[START OF ENTRIES PROVIDED]
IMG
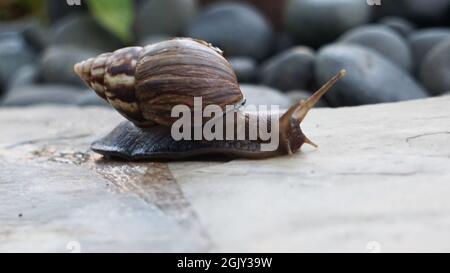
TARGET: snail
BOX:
[74,38,346,161]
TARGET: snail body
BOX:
[75,38,345,160]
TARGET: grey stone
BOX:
[284,0,371,47]
[138,34,173,46]
[0,17,48,52]
[316,44,427,106]
[228,57,258,83]
[0,32,35,91]
[241,84,291,109]
[374,0,450,25]
[273,32,295,54]
[135,0,198,40]
[285,90,328,108]
[187,3,272,60]
[261,46,315,91]
[409,28,450,76]
[50,14,123,52]
[2,84,83,106]
[379,16,416,38]
[420,39,450,95]
[8,64,40,89]
[339,25,412,71]
[40,45,100,86]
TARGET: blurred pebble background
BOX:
[0,0,450,107]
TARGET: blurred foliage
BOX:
[87,0,134,42]
[0,0,46,20]
[0,0,134,42]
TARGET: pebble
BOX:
[0,18,48,52]
[135,0,198,40]
[40,46,99,86]
[228,57,258,83]
[409,28,450,76]
[420,38,450,95]
[261,46,315,91]
[49,14,123,52]
[187,3,273,61]
[0,32,35,85]
[8,64,40,89]
[316,44,427,106]
[284,0,372,47]
[2,84,83,106]
[372,0,450,24]
[339,25,412,71]
[241,84,291,109]
[379,16,416,38]
[138,34,173,47]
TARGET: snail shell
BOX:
[74,38,346,160]
[74,38,244,127]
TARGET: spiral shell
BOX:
[74,38,244,127]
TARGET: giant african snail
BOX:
[74,38,345,160]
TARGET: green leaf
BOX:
[87,0,134,42]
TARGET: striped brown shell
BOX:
[74,38,244,127]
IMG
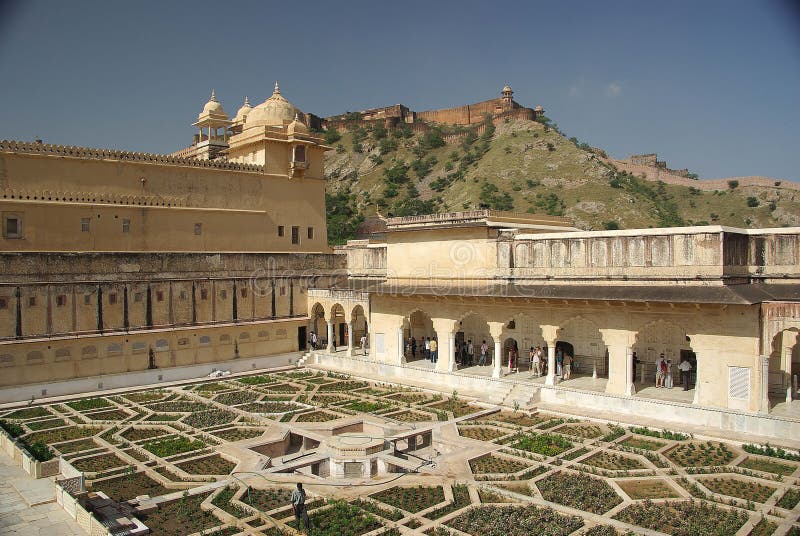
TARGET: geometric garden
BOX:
[0,369,800,536]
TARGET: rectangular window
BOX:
[294,145,306,162]
[3,214,22,238]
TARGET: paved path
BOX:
[0,452,85,536]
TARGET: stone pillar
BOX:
[625,347,636,396]
[600,329,636,396]
[326,321,334,353]
[347,322,353,357]
[447,331,456,372]
[758,355,769,414]
[492,338,503,379]
[397,326,406,367]
[544,341,556,385]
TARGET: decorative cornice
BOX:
[0,140,264,173]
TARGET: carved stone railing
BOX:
[0,140,264,173]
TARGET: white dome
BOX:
[233,97,253,123]
[200,89,227,117]
[247,82,304,127]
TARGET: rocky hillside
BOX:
[325,118,800,242]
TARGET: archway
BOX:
[350,305,369,352]
[308,303,328,349]
[410,310,436,361]
[768,328,800,406]
[633,320,697,391]
[456,313,494,368]
[556,316,608,378]
[329,303,347,350]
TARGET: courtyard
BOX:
[0,368,800,536]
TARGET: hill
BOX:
[325,117,800,243]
[END OF ENTRIES PROVIDED]
# WRITTEN INSTRUCTION
List every line in the records that contains the string "stone", matching case exactly.

# RESPONSE TO THE EXERCISE
TARGET: grey stone
TARGET: stone pillar
TARGET: carved stone railing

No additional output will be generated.